Aim of the exercise
In the estate freeze text, what determines whether an estate freeze works?

Estate Freeze
An estate freeze locks the senior generation's value today and passes all future appreciation to the next generation. Whether it works depends entirely on what kind of income the corporation earns. Custom written for CPAs who advise on business succession.
An estate freeze is one of the most consequential transactions a CPA will structure for a client. It determines who pays tax at death, how much capital gains exemption can be claimed and by whom, whether dividends to the next generation are caught by TOSI, and whether post‑mortem planning will work or produce a worse result than doing nothing. This course works through the full strategy: the NERDTOH double‑tax trap on passive assets, the pipeline contrast for active business income, all four freeze structures with their tradeoffs, the preferred share redemption program, and the practical issues of timing, trusts, imputed interest, and Will alignment.

Material
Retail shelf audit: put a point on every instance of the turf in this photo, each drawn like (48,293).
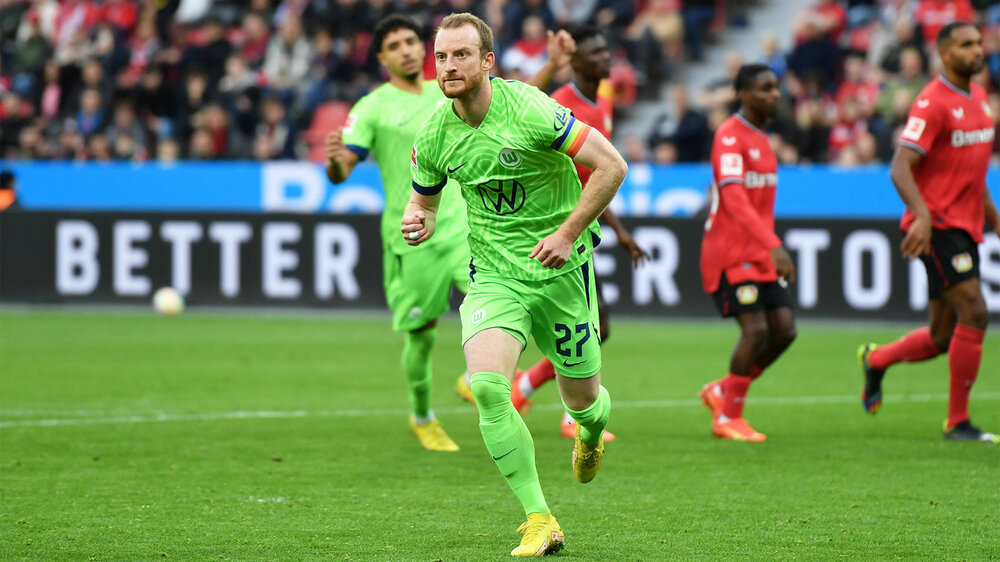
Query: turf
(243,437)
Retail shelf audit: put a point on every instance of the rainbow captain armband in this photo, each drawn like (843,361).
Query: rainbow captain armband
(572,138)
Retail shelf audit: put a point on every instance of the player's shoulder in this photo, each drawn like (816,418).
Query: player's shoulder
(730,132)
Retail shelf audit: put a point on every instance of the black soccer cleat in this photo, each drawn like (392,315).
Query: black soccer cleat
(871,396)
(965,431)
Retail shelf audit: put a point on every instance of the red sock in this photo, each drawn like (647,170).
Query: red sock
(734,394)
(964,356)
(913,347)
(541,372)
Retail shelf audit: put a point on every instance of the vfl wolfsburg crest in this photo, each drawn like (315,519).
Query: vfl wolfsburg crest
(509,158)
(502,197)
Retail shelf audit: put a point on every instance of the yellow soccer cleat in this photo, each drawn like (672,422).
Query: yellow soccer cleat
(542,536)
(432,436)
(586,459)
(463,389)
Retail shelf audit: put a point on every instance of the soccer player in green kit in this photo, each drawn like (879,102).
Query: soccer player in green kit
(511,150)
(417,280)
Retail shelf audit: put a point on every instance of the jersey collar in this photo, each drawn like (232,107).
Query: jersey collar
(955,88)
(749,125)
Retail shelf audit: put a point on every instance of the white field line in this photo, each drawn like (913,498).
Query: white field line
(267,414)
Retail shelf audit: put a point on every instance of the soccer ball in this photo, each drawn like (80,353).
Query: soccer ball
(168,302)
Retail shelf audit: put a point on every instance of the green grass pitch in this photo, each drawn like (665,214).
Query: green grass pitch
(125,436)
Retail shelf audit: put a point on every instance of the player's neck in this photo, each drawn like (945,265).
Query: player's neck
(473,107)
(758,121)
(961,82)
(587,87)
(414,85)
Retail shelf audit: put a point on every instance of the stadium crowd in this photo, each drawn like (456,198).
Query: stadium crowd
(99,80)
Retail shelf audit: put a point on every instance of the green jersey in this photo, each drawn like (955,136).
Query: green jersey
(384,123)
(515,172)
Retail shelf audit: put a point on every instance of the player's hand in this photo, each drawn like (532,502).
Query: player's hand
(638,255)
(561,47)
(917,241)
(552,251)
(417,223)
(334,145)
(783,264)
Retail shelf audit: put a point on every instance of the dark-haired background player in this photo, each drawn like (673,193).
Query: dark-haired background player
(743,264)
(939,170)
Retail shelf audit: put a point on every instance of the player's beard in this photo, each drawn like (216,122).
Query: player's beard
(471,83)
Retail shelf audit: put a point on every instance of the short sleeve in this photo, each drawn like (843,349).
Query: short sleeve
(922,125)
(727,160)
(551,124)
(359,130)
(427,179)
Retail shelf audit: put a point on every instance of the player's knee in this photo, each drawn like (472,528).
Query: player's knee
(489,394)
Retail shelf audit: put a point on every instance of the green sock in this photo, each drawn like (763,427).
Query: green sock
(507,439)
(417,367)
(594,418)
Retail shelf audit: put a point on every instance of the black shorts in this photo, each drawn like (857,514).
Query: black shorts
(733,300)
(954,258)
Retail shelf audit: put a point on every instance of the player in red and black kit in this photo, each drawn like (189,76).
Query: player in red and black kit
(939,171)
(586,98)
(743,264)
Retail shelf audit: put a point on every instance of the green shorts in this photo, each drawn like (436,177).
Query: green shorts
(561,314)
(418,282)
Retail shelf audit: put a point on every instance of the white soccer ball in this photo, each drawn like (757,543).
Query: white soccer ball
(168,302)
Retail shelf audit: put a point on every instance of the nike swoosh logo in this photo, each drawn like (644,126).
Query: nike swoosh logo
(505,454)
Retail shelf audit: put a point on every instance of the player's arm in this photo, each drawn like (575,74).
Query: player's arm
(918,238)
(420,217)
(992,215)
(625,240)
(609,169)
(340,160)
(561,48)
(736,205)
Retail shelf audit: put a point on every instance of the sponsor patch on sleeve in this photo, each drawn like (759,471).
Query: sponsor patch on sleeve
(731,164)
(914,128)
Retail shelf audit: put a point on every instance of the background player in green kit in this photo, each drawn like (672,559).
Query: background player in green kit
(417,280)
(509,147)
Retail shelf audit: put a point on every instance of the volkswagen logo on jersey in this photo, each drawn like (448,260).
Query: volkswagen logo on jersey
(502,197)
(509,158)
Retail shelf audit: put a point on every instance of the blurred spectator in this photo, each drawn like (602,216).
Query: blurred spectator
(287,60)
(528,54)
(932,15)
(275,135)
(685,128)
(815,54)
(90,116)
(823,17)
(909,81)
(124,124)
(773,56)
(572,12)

Exercise answer
It depends entirely on what kind of income the corporation earns.